Seçilen metin
%%

AVRUPA BİRLİĞİ’NE ÜYE ÜLKELERDE YOKSULLUK NAFAKASI VE MAL REJİMİ UYGULAMALARI

Ankara, 29 Ağustos 2023

Türkiye Cumhuriyeti Anayasası’nın 41. Maddesine göre açıkça “Aile, Türk toplumunun temelidir.” Bu bağlamda aileye ilişkin hukuki meselelerin aileyi meydana getiren her bireyin lehine, adaletli bir biçimde çözüme kavuşturulması önem arz etmektedir. Bu bağlamda Türk Hukuku’nda mal rejimi ve nafaka meselesinin derinlemesine incelendiği çalışmamızın bu kısmında, mal rejimi ve nafakanın kısa tanımlamaları yapılarak Avrupa Birliği’ne üye bazı devletlerin mal rejimi ve nafakaya ilişkin düzenlenmelerine yer verilecektir.

1. Mal Rejimi Nedir?

Mal rejimi, eşlerin evlenmeden önce ve evlilik sırasında sahip oldukları mallar üzerindeki hakların kullanımı ve yürürlükteki Türk Medeni Kanununun 225. Maddesine göre eşlerden birinin ölümü veya başka bir mal rejiminin kabulüyle sona erdiğinde bu malların paylaştırılması olarak tanımlanabilir.

2. Türk Hukuku’nda Mal Rejimleri ve Yasal Mal Rejimi

Türk Medeni Kanunu dört tip mal rejimine yer vermiştir: edinilmiş mallara katılma, mal ayrılığı, paylaşmalı mal ayrılığı, mal ortaklığı. Edinilmiş mallara katılma rejimi, yasal mal rejimi olarak kabul edilmiş olup, bu mal rejimi tipine göre evliliğin sona ermesi durumunda, eşlerden her biri edinilmiş malların değeri üzerinden hesaplanan artık değerin yarısına ilişkin alacak hakkına sahip olacaktır.

3. Yoksulluk Nafakası Nedir?

Türk Medeni Kanunu’nun 175. Maddesi uyarınca yoksulluk nafakası, boşanma yüzünden yoksulluğa düşecek tarafın, kusuru ağır olmamak koşuluyla geçimi için, diğer taraftan mali gücü oranında süresiz olarak aldığı ödeme olarak tanımlanabilir.

%%

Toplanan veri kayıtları
%%

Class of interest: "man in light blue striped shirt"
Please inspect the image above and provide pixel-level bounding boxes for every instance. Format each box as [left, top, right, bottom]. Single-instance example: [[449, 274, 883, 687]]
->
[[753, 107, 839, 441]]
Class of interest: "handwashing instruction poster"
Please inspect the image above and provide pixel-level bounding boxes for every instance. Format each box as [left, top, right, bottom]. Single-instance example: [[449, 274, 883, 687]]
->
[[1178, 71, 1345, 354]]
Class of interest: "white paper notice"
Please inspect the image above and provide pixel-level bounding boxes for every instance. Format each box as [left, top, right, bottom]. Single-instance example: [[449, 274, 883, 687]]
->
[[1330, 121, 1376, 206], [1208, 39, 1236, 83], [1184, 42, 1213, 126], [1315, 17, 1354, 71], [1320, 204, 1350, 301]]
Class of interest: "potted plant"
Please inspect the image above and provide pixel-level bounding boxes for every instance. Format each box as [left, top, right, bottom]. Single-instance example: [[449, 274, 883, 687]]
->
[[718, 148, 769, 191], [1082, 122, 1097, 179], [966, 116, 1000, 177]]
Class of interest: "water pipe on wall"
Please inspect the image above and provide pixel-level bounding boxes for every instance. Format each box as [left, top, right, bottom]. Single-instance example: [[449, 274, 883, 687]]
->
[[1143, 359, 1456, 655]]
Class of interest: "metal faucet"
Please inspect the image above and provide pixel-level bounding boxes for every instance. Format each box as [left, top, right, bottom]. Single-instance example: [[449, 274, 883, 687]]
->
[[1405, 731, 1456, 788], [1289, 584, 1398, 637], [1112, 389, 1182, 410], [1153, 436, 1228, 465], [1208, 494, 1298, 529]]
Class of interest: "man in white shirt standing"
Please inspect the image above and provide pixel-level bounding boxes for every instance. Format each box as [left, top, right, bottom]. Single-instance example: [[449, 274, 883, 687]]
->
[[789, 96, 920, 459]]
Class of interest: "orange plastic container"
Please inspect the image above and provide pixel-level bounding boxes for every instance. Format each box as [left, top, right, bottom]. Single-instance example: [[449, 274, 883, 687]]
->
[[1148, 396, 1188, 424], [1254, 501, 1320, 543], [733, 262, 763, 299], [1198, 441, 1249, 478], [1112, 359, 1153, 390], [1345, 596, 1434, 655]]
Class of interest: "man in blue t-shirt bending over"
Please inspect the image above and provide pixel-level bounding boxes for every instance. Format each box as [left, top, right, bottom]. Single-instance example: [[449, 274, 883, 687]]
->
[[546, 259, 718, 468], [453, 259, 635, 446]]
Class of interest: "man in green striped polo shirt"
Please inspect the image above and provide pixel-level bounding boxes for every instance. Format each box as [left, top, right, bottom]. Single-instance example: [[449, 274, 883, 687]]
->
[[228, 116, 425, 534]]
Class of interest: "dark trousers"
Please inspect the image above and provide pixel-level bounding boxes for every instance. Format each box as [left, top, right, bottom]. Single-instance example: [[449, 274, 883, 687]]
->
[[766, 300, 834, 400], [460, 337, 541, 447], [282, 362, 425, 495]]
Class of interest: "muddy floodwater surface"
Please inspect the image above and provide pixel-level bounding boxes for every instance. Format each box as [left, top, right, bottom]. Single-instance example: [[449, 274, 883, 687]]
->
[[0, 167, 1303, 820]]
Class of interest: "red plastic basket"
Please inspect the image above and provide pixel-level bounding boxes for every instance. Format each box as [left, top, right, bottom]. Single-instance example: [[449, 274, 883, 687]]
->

%%

Görev listesi
1: Mal rejimi ve nafaka konulu metinde "Türk Medeni Kanunu’nun" sözcüklerini içeren yerle açılıp "ödeme olarak tanımlanabilir." ile kapanan bölümü hiç değiştirmeden verin.
2: Mal rejimi ve nafaka konulu metne göre Türk Medeni Kanunu'nda yasal mal rejimi olarak hangi rejim kabul edilmiştir?

Beklenen cevaplar
1:
Türk Medeni Kanunu’nun 175. Maddesi uyarınca yoksulluk nafakası, boşanma yüzünden yoksulluğa düşecek tarafın, kusuru ağır olmamak koşuluyla geçimi için, diğer taraftan mali gücü oranında süresiz olarak aldığı ödeme olarak tanımlanabilir.

2: Edinilmiş mallara katılma rejimi.